1.性同一性障害やトランスジェンダーという言葉は自分にあてはまる?

子どものころから、自分の性別に違和感がありました。最近「性同一性障害」という言葉を知り、自分もそうなのではないかという気がしてなりません。「性同一性障害」とはどういうものなのか教えてください。

男として生まれたのに男としての自分に違和感がある。女として生まれたのに女としての自分に違和感がある。そのために自我に混乱が起こったり、周囲との人間関係に不調和を生じたりするケースを、ひろく「性同一性障害(GID)」と呼んでいる――。
本来は医学的にもう少し厳密な定義がありますが、昨今の日本語圏では、おおむねこのような意味合いで使われている言葉です。英語圏での「トランスジェンダー 」に近い用語法です。

* * *

* やること:
1. 性同一性障害についての文章を「子どものころから、自分の性別」から「ンダー 」に近い用語法です。」まで(両端を含めて)書き写し、その中の「周囲」を「まわり」に置き換えてください。
2. 性同一性障害についての文章の続きを書いてください。

* 保存されたデータ項目:
* * *

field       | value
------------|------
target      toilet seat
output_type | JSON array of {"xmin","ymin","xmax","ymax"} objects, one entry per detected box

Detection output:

* * *

* 回答:
1.
子どものころから、自分の性別に違和感がありました。最近「性同一性障害」という言葉を知り、自分もそうなのではないかという気がしてなりません。「性同一性障害」とはどういうものなのか教えてください。

男として生まれたのに男としての自分に違和感がある。女として生まれたのに女としての自分に違和感がある。そのために自我に混乱が起こったり、まわりとの人間関係に不調和を生じたりするケースを、ひろく「性同一性障害(GID)」と呼んでいる――。
本来は医学的にもう少し厳密な定義がありますが、昨今の日本語圏では、おおむねこのような意味合いで使われている言葉です。英語圏での「トランスジェンダー 」に近い用語法です。

2.
自分に合った性別での生活を目指して実行する人もいますし、身体的な違和感を解消すべくホルモンや性別適合手術などを希望する人もいます。現実的な選択として、例えば日常は男性として会社員をしながら休日だけ"女装"するようなケースも少なくないでしょう。
人によって様態はさまざまですが、肝心なのは、その人が元々の身体を基準に付与された性別での暮らしに馴染めないという点です。社会が男女のいずれかであることを要請する中で、男よりは女、あるいは女よりも男であるほうが、より自分らしい、本当の自分であると感じられるような場合は、いわゆるところの性同一性障害にあてはまると考えられます。
なお、自分らしいと思える自分が男女2つのみの区分で割り切れないと感じたり、性別の区分自体に馴染めないと思う人もいます。トランスジェンダーの中でも「Xジェンダー」と呼ばれたりします。
また、同じようにセクシュアルマイノリティ(性的少数者)であっても、恋愛や性的関心の対象が「異性」ではない同性愛などや、身体自体が男女の典型に該当しない性分化疾患(DSD)のようなケースは、性同一性障害とはまた異なるタイプの事象です。
本当は社会が身体を基準に人を男女に厳格に二分しようとし、しっかりそのどちらかであることを「普通」だとしなければ、「性同一性障害」もその他のセクシュアルマイノリティも問題とならないんですけどね。


※セクシュアルマイノリティ(性的少数者)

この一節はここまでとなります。